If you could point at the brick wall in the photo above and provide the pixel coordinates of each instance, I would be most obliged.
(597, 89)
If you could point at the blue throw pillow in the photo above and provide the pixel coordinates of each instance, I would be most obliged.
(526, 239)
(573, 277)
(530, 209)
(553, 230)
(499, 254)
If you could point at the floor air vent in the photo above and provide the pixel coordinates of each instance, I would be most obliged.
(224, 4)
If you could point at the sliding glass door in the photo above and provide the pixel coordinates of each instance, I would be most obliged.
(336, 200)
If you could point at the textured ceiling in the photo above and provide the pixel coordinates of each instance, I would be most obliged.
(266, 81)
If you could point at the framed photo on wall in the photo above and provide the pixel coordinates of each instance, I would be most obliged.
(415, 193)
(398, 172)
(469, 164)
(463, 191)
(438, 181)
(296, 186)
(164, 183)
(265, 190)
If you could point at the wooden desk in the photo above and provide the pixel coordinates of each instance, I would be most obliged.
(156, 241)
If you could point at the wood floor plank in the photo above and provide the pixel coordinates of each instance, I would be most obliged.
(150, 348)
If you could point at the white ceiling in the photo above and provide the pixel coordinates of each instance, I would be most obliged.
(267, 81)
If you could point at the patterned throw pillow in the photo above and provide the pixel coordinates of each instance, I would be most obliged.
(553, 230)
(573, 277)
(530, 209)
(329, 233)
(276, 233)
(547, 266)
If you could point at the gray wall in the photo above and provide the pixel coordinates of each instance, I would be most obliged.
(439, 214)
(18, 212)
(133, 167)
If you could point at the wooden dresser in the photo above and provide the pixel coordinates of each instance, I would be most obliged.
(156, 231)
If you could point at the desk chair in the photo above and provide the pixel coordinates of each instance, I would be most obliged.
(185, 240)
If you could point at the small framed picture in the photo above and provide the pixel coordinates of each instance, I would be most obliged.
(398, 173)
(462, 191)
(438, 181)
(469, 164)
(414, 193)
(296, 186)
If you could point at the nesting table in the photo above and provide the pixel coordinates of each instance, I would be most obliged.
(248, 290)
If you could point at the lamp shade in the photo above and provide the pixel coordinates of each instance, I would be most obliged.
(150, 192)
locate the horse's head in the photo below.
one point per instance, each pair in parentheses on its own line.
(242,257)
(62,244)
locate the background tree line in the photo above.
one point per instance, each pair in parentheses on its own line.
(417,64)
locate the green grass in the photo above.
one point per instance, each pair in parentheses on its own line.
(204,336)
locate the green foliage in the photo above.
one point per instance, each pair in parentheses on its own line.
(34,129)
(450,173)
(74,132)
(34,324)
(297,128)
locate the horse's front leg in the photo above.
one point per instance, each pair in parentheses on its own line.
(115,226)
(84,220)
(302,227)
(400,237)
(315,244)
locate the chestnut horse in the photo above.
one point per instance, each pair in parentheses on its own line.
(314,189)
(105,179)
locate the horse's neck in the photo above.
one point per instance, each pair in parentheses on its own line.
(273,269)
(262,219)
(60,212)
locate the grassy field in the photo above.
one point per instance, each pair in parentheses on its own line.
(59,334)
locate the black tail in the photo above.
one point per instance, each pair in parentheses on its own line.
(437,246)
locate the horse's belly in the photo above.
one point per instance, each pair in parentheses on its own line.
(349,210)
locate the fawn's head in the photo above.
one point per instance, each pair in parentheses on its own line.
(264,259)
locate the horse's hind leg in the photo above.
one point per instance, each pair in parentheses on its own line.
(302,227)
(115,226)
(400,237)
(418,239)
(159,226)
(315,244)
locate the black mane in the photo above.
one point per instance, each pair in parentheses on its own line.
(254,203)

----------

- _WORK REQUIRED_:
When answering, write out each of the lines above exactly as given.

- _EXERCISE OUTPUT_:
If you could point at the brick wall in the photo above and provide the pixel coordinates of each instance, I would be most obliged.
(597, 89)
If you could point at the blue throw pillow in the photo above and provide the pixel coordinates of each instance, I would be most obliged.
(526, 239)
(573, 277)
(530, 209)
(553, 230)
(499, 254)
If you could point at the floor air vent in the photo above and provide the pixel coordinates of each instance, I would be most obliged.
(224, 4)
If you could point at the sliding glass door in the photo above and provide the pixel coordinates of each instance, I would be most obliged.
(336, 200)
If you could point at the textured ceiling in the photo above and provide the pixel coordinates of each instance, I would be most obliged.
(266, 81)
If you could point at the framed photo on wall in the photo above and provide the pixel coordinates of each instance, I would be most obliged.
(415, 193)
(398, 172)
(469, 164)
(463, 191)
(438, 181)
(296, 186)
(164, 183)
(265, 190)
If you could point at the wooden desk in the photo above and provide the pixel coordinates of each instance, I would be most obliged.
(156, 241)
If you could point at the wood floor plank in the photo above and provide the pixel coordinates of each instance, I would be most obliged.
(150, 348)
If you could point at the white ceiling in the photo above and provide the pixel coordinates of each instance, I would be most obliged.
(267, 81)
If you could point at the patterned throw pillow in the photo above and provide the pixel coordinates of each instance, I would be most obliged.
(553, 230)
(573, 277)
(530, 209)
(329, 233)
(276, 233)
(547, 266)
If you could point at the gray wall in the photo above and provide the pixel coordinates of each instance, I would be most obliged.
(439, 214)
(18, 212)
(133, 167)
If you could point at the wooden dresser in the photo above and provide the pixel coordinates of each instance, I would be most obliged.
(156, 231)
If you could point at the desk chair in the photo above and provide the pixel coordinates of each instance, I would be most obliged.
(185, 240)
If you could point at the small framed picture in the photo above and provide the pixel coordinates of each instance, I would be most obliged.
(398, 173)
(462, 191)
(438, 181)
(469, 164)
(414, 193)
(296, 186)
If you could point at the nesting table in the photo above and provide the pixel coordinates of each instance, I would be most obliged.
(248, 290)
If you could point at the lamp shade in the photo above and provide the pixel coordinates of each instance, I would be most obliged.
(150, 192)
locate the horse's head in the photo below.
one point per instance, each pair in parentheses on its own line.
(242,257)
(62,244)
locate the background tree line in the photo above.
one point per instance, each pair in parentheses on its own line.
(417,64)
locate the green grass in the photo above.
one point per instance, each pair in parentheses on its own line.
(204,336)
locate the green foliage in the photo above.
one point per instance, each pair in parentheses on its own line.
(34,129)
(450,173)
(74,132)
(34,324)
(297,128)
locate the horse's front leg in the photo above.
one point per instance, each pair in parentheses on its own line.
(115,226)
(84,220)
(302,227)
(400,237)
(315,244)
locate the chestnut horse in the photo above.
one point per instance, each pair in parentheses on its own line.
(314,189)
(105,179)
locate the horse's neck in the photo above.
one point per instance, each pair in parentheses on its own line.
(273,269)
(262,219)
(60,212)
locate the grassy field in the photo above.
one point per instance, each pair in parentheses on its own line.
(59,334)
locate the black tail in the photo above.
one point per instance, each pair in parentheses on its own line.
(437,246)
locate the horse's belly in the photo above.
one point per instance, each pair in parentheses on its own line.
(349,210)
locate the fawn's head in the photo above.
one point per instance, each pair in parentheses on its own line.
(264,259)
locate the horse's hind leg in the photo above.
one point per instance, each pair in parentheses on its own line.
(302,227)
(115,226)
(400,237)
(418,239)
(159,226)
(315,244)
locate the black mane in the photo above.
one point per instance, each pair in parentheses on its own line.
(254,203)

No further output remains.